Entries provided:
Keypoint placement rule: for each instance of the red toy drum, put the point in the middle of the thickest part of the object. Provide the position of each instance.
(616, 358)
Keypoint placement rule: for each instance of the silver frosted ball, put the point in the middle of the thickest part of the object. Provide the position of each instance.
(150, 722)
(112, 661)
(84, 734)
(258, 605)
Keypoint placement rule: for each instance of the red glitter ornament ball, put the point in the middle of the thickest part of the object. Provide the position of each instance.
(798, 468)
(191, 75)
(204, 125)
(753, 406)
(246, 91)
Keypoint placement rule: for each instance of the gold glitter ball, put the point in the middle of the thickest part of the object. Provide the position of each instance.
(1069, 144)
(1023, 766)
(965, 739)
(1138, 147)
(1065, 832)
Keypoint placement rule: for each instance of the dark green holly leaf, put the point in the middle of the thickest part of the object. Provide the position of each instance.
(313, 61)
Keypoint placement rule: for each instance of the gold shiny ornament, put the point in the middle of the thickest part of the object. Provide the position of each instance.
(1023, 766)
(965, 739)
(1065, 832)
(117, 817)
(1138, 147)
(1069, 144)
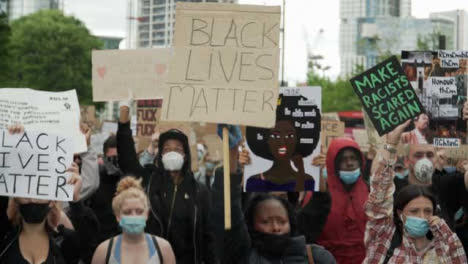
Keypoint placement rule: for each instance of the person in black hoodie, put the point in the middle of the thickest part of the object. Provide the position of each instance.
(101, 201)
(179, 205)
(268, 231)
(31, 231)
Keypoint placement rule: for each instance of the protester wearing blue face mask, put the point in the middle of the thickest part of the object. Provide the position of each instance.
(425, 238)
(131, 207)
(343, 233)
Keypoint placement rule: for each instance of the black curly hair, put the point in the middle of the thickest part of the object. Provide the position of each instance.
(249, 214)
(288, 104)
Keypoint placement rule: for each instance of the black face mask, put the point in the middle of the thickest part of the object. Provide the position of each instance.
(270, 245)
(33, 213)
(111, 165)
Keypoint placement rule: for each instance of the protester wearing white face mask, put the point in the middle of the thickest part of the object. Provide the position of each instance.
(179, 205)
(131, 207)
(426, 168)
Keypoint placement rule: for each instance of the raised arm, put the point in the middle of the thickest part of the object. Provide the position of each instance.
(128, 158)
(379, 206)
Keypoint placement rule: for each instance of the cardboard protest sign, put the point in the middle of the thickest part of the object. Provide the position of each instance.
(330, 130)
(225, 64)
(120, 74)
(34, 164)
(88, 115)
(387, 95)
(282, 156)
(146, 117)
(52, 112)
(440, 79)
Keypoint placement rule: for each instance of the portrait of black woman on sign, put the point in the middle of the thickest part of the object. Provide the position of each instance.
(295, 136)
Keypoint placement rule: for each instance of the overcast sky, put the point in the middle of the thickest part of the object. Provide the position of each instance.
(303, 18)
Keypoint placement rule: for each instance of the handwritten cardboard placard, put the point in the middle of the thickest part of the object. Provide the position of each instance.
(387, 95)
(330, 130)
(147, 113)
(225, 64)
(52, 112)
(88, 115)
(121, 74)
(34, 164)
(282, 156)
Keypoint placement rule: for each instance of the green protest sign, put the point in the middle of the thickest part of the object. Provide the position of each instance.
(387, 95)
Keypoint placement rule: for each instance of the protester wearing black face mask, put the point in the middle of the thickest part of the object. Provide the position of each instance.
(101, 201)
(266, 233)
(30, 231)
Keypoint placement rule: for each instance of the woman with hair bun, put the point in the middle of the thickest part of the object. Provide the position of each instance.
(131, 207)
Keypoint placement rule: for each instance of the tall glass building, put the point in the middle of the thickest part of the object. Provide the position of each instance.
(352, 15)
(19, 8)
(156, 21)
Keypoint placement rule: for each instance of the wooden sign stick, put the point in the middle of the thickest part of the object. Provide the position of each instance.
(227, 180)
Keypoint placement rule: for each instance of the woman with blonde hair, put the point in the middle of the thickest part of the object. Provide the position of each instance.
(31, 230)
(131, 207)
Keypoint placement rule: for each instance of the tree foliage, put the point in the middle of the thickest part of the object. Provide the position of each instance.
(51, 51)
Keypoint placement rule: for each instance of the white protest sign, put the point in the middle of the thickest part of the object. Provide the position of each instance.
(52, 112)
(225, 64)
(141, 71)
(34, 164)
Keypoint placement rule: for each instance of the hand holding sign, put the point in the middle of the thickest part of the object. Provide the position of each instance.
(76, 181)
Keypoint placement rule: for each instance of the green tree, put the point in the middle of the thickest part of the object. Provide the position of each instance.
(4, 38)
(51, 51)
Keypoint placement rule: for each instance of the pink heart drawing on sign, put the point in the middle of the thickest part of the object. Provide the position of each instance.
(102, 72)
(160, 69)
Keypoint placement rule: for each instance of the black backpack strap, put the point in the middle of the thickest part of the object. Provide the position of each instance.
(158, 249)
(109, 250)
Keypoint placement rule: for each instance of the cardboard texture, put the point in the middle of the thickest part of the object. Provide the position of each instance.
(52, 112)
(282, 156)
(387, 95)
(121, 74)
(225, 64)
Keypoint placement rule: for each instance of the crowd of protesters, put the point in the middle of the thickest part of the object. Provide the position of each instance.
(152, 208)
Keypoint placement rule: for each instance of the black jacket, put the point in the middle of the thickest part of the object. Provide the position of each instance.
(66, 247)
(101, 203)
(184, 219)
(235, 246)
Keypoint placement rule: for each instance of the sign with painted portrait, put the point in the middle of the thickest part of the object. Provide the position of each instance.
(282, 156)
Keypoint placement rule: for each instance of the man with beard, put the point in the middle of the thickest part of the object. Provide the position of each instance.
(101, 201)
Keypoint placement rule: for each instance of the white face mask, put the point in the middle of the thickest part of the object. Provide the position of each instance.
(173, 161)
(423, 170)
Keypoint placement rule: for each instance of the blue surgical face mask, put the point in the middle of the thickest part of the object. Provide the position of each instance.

Assignment: Write out the material above without changing a word, and skip any picture.

Exercise response:
Keypoint placement rule: for each instance of the red toy drum, put the point in the middle of the thickest part of the object. Provide the position of each instance.
(616, 358)
Keypoint placement rule: for each instance of the silver frosted ball, put the point in the middle of the thickest part of the object. Provide the position of each instance.
(150, 722)
(112, 661)
(84, 734)
(258, 605)
Keypoint placement rule: for each instance of the red glitter ornament ball, put the point in the middle of the thickest part of the object. Provide the position of each instance.
(798, 468)
(191, 75)
(204, 125)
(753, 406)
(246, 91)
Keypoint placement rule: for each instance of the gold glitter ball, put the point in the middle of the thickest part of the object. Provide the position of each instance.
(1069, 144)
(1023, 766)
(965, 739)
(1138, 147)
(1065, 832)
Keypoint placement rule: for each instance of the dark green holly leaf, put the point in the middle of the thickest part of the object. Provide the position of each instance.
(313, 61)
Keypoint placement rule: for each instance of the gold shiny ornament, put the point in the middle of the thickest part of the object. Provide the position of each instance.
(1023, 766)
(965, 739)
(1065, 832)
(117, 817)
(1138, 147)
(1069, 144)
Keypoint placement rule: for each instance of the person in black hoodie, put the point in the middle of the thickest part of the object. Provide the position of each instance.
(101, 201)
(179, 205)
(268, 231)
(31, 231)
Keypoint placement rule: for each instance of the protester wearing blue face mask, put the point in the middle of the thickest part of the object. Provide the position of each instance.
(425, 238)
(131, 207)
(343, 233)
Keypoint placement rule: for each instance of the black curly hair, put the point in the middle of the thickest part of the object. Provide the position of each instance.
(249, 214)
(288, 104)
Keypoint placement rule: for each instance of the black face mask, put the point in the middle of the thickest part of the object. Provide the position of each instance.
(270, 245)
(33, 213)
(111, 165)
Keypoint placement rule: for each instance of the protester wearing white face mask, put the point in the middle of the thickest part of the object. Provide the position of each instance.
(179, 205)
(131, 207)
(426, 168)
Keypoint placement rule: for each instance of the raised arm, put the point in the middle of the thickest part of the object. Provide the position of each instance.
(128, 158)
(379, 206)
Keypoint placement rule: for each instance of the cardboard protest sign, put the point in the middle of the thickest part of the object. Provide the position of each instance.
(330, 130)
(225, 64)
(120, 74)
(34, 164)
(88, 115)
(387, 95)
(282, 156)
(146, 117)
(52, 112)
(440, 79)
Keypoint placement rule: for each instance of the portrait of black woman on sign, put the point in the middle of the thickest part of the object. Provide the position of each instance.
(295, 136)
Keypoint placement rule: for each instance of the overcast sky, put the point in the middle of the thickest part of the object. Provide the position of each instance.
(303, 18)
Keypoint placement rule: for each instance of the handwritten cardboard placard, put the point in the middle of the thickest part of the object. Provide the position of each instance.
(387, 95)
(330, 130)
(147, 113)
(225, 64)
(52, 112)
(88, 115)
(121, 74)
(34, 164)
(282, 156)
Keypoint placement rule: for each instance of the green protest sign, put the point in the middle of the thickest part of the object. Provide the position of each instance.
(387, 95)
Keypoint placement rule: for each instance of the protester wearing black face mask, put the point in the middle of the thickest part of the object. Provide the position of each instance.
(101, 201)
(266, 233)
(30, 231)
Keypoint placement rule: for each instance of the woman with hair bun, put the point in the middle of the thickest part of the object. Provide the position of each instance.
(131, 207)
Keypoint placement rule: for each instance of the tall glass building, put the point in the middle of the thickest part of the object. Provide the position of each instance.
(352, 15)
(19, 8)
(156, 21)
Keypoint placement rule: for each instance of the wooden sign stick, put the point in the middle of the thickest part of the object. Provide the position of each instance.
(227, 180)
Keypoint placement rule: for each instance of the woman with blonde hair, put the point in the middle of the thickest part of the object. Provide the position of each instance.
(31, 230)
(131, 207)
Keypoint placement rule: for each instance of the tree foliage, put the point in the middle of the thickest part of the object. Provide the position of each instance.
(51, 51)
Keypoint placement rule: for each instance of the white protest sign, put the point in the middle of the thickest part of the object. Provide the position of each instance.
(52, 112)
(225, 64)
(141, 71)
(34, 164)
Keypoint placement rule: for each instance of the hand holding sign, put the point in the middle of the thickest part of the object. Provide the position of each instance.
(76, 181)
Keypoint placement rule: for each instance of the green tree, put the point in the middle of the thickest part of the object. Provide the position of each instance.
(4, 38)
(51, 51)
Keypoint placement rule: for each instance of the pink heart drawing on sign, put the point in the middle of the thickest part of the object. Provide the position of each instance.
(102, 72)
(160, 69)
Keypoint placement rule: for each instance of the black backpack strap, put the point in the middle of the thickest part of the object. Provide the position of each instance.
(158, 249)
(109, 250)
Keypoint placement rule: for each instance of the cardboard texture, put the point in the middle of the thickest part of the object. Provide the position of each instance.
(52, 112)
(282, 156)
(387, 95)
(121, 74)
(225, 64)
Keypoint placement rule: for each instance of the crowd of protesters, put the point in the middle of the thickest part of the object. Provide the position of each instance.
(152, 208)
Keypoint placement rule: for each instance of the black jacket, put the point in the middle of the thickest part of the object. Provide the position of each instance.
(66, 247)
(101, 203)
(184, 219)
(235, 246)
Keypoint placement rule: for each instance of the sign with painted portrait, put the point in the middle of the thickest part of the object. Provide the position of each instance.
(282, 156)
Keypoint placement rule: for each instance of the man with beard, put the point in the middle of the thickest part of the object. Provide the position of each instance.
(101, 201)
Keypoint placement rule: for each instance of the white face mask, put the point in the middle of the thickest part of the object. Provide the position of each instance.
(173, 161)
(423, 170)
Keypoint placement rule: for each instance of the blue surgical face mask, put the point in the middle of the thickest part of the object. Provide the position of each instance.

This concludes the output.